DO THIS: Count the lines in the material below that contain the string "tree", treating case as significant. Reply with the number only.

Labeled-object pointing entries:
>> begin
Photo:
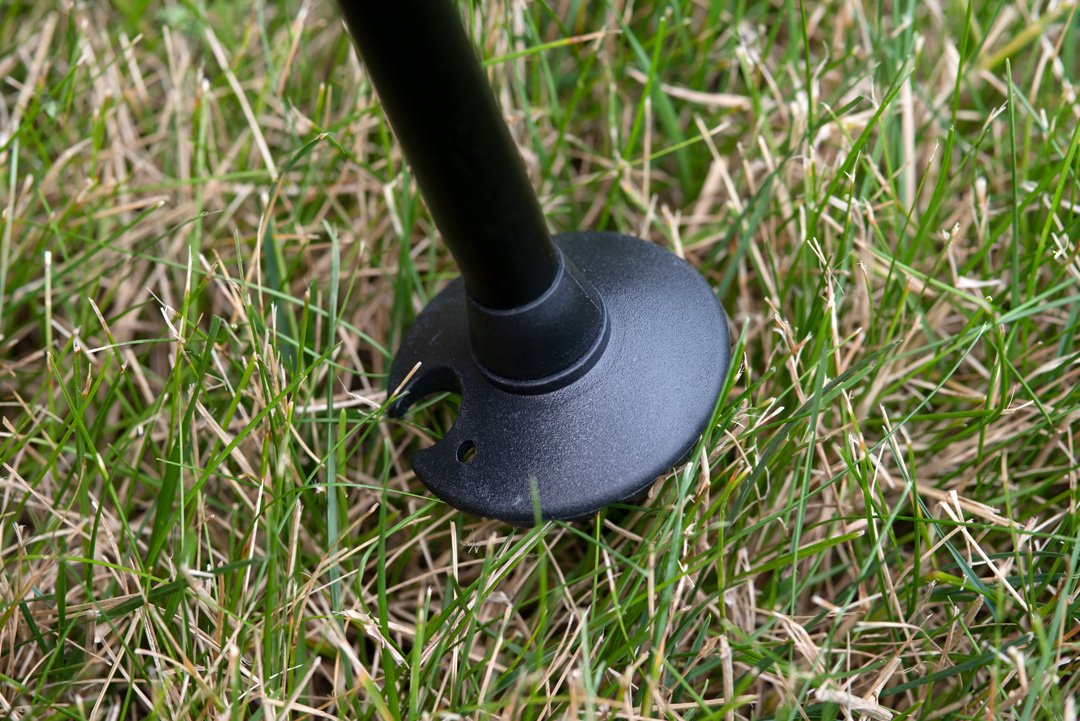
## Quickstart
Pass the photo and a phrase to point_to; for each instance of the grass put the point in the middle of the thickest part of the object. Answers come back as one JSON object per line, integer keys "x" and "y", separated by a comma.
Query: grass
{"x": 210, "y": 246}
>> end
>> begin
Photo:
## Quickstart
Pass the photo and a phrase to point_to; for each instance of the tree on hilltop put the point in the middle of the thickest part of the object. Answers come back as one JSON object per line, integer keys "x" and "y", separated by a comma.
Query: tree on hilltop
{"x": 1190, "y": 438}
>> end
>> begin
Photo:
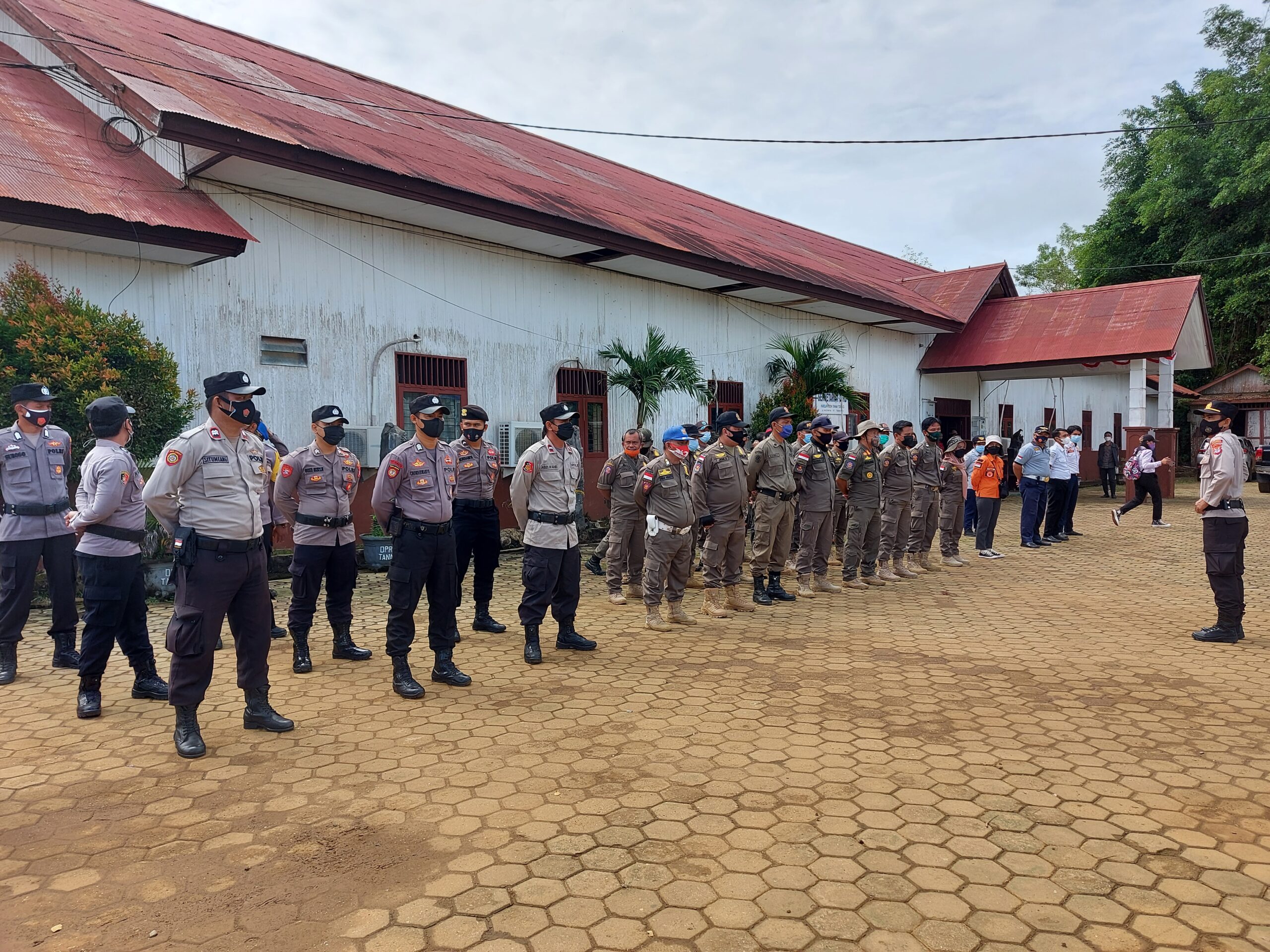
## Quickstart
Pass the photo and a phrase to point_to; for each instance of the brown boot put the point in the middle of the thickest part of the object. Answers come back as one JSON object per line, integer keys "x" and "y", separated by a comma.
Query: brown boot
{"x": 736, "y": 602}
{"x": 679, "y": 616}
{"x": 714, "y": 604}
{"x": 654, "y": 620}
>> end
EXERCISE SOLUTION: 2